## EXTRACTO PROPORCIONADO
----

UNA
CHARLA CON SALVADOR NOVO
Cuando me apersoné en su morada abrió la puerta un esbelto efebo de tez morena, agradables facciones, juncal cuerpo y cadencioso andar. Por su aspecto físico me pareció un digno exponente de la raza indígena, quien, seguramente, era el asistente del personaje a quien yo buscaba. Le comenté que no tenía cita para hablar con Salvador Novo, y que lo único que yo deseaba era obsequiarle un ejemplar de dicho libro, pues de alguna manera hacía alusión a los testimonios de los cronistas de siglos XVI al XX, quienes en sus escritos se habían ocupado de narrar las historias y leyendas de las tres cumbres nevadas de mayor altitud de nuestro país: el Citlaltépetl (5.748 mts.), el Popocatépetl (5.452 mts.) y la Iztaccíhuatl (5.250 mts.).
Este joven me comentó ---al regresar de haber hablado con su empleador--- que el Maestro Salvador Novo se encontraba ocupado, y que no le era posible recibirme, pero que yo podía dejarle el libro que le llevaba. Cabe agregar que mucho me agradó recibir, a los pocos días, una amable carta suya (en aquellos días no existía el fax y menos el E-Mail), donde encomiaba la obra que yo había pergeñado.

----

## SECCIÓN DE DATOS
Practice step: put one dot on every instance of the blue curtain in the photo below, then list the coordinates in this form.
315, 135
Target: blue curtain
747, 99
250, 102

----

## TAREAS Y EJERCICIOS
**A)** ¿Qué llegó a manos de quien narra a los pocos días, según el extracto sobre Salvador Novo?
**B)** Por favor, copia del extracto sobre Salvador Novo el fragmento que va desde "Este joven me" hasta "yo había pergeñado.", ambos incluidos.
**C)** Enumera las cumbres nevadas que nombra el extracto sobre Salvador Novo, junto con la altitud que indica para cada una.

## CONJUNTO DE RESPUESTAS
**A)** Una amable carta de Salvador Novo en la que encomiaba la obra que le había llevado.

**B)**
Este joven me comentó ---al regresar de haber hablado con su empleador--- que el Maestro Salvador Novo se encontraba ocupado, y que no le era posible recibirme, pero que yo podía dejarle el libro que le llevaba. Cabe agregar que mucho me agradó recibir, a los pocos días, una amable carta suya (en aquellos días no existía el fax y menos el E-Mail), donde encomiaba la obra que yo había pergeñado.

**C)**
- Citlaltépetl (5.748 mts.)
- Popocatépetl (5.452 mts.)
- Iztaccíhuatl (5.250 mts.)